Thursday 

Room 1 

15:00 - 16:00 

(UTC+11

Talk (60 min)

Are LLMs good software engineers?

In the first paper on using LLMs trained on code in 2021, the authors at OpenAI warned "[the LLM] may suggest solutions that superficially appear correct but do not actually perform the task the user intended. This could particularly affect novice programmers, and could have significant safety implications depending on the context".

AI
Programming Languages

5 years later we're starting to grapple with some of the implications of that issue. LLM-generated code is being smuggled into large code bases, some successfully and others not. Open-Source maintainers are creating policies forbidding LLM-generated contributions, yet others are delegating their tech-debt and backlogs to LLMs.

Are LLMs good software engineers?

In this talk I'll be sharing some data and insights on the analysis of millions of lines of LLM-generated code. I'll explore some principles of software engineering, maintainability and quality and explore how they apply to an AI-generated toolset. I'll share some techniques for improving software quality when using LLMs and my opinions on the long-term risks with letting the LLM write the code.

Anthony Shaw

Anthony is from Sydney, Australia and is a contributor to many open-source communities. Running and contributing to several popular open-source tools for DevOps, Security, Automation and Code Quality. He has been recognized for his contribution to open source, including as Fellow of the Python Software Foundation and member of the Apache Software Foundation. Anthony runs a Python blog and YouTube channel and has recently published a book on the Python compiler.

┄┄┄┄┄┄┄┄┄┄

Task A = Set down the stretch of the talk description from "Talk (60 min)" through "backlogs to LLMs.", word for word.
Task B = According to the talk description, what subject does Anthony Shaw's recently published book cover?

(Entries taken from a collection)
┄┄┄┄┄┄┄┄┄┄

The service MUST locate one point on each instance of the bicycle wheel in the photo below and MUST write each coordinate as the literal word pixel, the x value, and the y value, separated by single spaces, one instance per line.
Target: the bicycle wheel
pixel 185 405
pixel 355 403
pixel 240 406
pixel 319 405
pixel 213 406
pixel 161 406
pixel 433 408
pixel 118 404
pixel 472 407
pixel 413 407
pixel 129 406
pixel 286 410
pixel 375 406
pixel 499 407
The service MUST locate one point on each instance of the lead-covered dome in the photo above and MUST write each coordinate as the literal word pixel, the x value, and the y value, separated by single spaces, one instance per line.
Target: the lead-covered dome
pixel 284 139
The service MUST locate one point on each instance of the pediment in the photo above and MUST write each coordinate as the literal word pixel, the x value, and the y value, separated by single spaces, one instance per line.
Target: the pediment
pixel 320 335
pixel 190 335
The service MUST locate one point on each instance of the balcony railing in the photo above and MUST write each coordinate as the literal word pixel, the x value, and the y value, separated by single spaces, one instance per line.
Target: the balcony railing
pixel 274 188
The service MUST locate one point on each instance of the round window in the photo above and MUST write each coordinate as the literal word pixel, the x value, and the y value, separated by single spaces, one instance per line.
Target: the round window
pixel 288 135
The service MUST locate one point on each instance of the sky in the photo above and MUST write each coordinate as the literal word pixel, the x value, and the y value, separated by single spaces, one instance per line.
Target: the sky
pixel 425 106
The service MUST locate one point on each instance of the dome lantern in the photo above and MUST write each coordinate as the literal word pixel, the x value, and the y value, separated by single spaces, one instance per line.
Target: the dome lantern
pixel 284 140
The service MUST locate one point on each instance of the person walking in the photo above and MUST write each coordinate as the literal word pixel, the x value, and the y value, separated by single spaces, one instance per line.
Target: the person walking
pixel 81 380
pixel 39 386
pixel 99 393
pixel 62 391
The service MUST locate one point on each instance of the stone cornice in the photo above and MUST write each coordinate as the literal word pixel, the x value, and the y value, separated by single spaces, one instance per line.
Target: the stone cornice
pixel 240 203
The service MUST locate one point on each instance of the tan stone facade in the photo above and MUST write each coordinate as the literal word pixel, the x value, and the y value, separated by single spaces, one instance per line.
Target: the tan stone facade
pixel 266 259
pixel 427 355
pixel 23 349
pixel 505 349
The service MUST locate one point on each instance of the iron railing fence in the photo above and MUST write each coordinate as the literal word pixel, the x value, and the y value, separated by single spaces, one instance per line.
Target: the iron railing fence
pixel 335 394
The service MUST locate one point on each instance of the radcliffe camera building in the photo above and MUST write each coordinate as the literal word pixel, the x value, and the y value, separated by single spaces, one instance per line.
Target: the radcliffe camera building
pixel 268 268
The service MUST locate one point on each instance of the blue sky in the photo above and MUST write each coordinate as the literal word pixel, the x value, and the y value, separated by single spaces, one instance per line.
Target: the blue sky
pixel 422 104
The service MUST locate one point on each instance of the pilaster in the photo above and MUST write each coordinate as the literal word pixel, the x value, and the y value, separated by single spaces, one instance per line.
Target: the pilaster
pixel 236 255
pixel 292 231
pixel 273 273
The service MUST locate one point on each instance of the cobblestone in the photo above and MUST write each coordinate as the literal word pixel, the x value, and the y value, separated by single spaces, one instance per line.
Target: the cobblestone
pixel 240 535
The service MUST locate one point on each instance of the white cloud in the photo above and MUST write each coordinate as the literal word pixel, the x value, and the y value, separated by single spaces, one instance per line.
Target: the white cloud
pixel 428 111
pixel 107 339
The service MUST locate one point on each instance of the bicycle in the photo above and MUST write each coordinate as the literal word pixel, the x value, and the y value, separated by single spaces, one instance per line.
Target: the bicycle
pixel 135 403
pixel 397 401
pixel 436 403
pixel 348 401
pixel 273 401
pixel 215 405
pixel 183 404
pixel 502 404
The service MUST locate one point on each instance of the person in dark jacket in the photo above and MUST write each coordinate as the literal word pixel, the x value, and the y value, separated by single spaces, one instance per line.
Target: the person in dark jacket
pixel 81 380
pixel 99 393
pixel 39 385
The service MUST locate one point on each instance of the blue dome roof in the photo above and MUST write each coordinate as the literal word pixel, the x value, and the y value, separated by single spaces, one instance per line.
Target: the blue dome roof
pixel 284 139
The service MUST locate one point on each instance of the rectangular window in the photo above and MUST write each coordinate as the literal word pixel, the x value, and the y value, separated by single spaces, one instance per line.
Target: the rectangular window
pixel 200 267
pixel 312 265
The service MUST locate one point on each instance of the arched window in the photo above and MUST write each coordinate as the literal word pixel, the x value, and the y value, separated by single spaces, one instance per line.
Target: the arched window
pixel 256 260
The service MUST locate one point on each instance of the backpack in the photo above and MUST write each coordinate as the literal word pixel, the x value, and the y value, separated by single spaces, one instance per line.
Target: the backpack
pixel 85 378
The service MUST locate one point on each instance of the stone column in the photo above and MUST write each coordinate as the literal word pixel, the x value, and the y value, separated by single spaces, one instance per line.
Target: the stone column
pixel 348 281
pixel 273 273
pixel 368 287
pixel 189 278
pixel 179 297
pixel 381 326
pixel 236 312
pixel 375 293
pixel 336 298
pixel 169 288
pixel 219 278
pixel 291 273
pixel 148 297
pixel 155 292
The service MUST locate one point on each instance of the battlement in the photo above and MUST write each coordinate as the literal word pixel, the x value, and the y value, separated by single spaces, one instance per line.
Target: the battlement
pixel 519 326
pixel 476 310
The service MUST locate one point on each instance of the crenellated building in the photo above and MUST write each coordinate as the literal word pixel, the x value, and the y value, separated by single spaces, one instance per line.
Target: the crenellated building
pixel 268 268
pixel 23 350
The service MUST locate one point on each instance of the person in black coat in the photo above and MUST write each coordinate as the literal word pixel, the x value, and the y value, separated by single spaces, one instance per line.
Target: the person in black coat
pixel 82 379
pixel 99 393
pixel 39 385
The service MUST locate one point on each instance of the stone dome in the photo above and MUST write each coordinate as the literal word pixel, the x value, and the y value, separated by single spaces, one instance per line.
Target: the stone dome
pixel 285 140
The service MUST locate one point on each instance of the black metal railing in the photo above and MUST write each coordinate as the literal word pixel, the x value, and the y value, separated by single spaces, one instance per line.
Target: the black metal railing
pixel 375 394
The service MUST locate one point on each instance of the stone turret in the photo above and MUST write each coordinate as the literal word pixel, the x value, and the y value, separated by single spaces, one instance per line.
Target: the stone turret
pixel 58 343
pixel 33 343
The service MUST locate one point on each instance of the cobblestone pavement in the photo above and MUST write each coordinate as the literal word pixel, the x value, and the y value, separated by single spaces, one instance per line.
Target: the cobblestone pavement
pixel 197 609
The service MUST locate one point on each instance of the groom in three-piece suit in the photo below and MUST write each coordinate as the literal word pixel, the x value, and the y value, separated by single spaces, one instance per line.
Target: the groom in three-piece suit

┄┄┄┄┄┄┄┄┄┄

Answer space A =
Talk (60 min)

Are LLMs good software engineers?

In the first paper on using LLMs trained on code in 2021, the authors at OpenAI warned "[the LLM] may suggest solutions that superficially appear correct but do not actually perform the task the user intended. This could particularly affect novice programmers, and could have significant safety implications depending on the context".

AI
Programming Languages

5 years later we're starting to grapple with some of the implications of that issue. LLM-generated code is being smuggled into large code bases, some successfully and others not. Open-Source maintainers are creating policies forbidding LLM-generated contributions, yet others are delegating their tech-debt and backlogs to LLMs.

Answer space B = The Python compiler.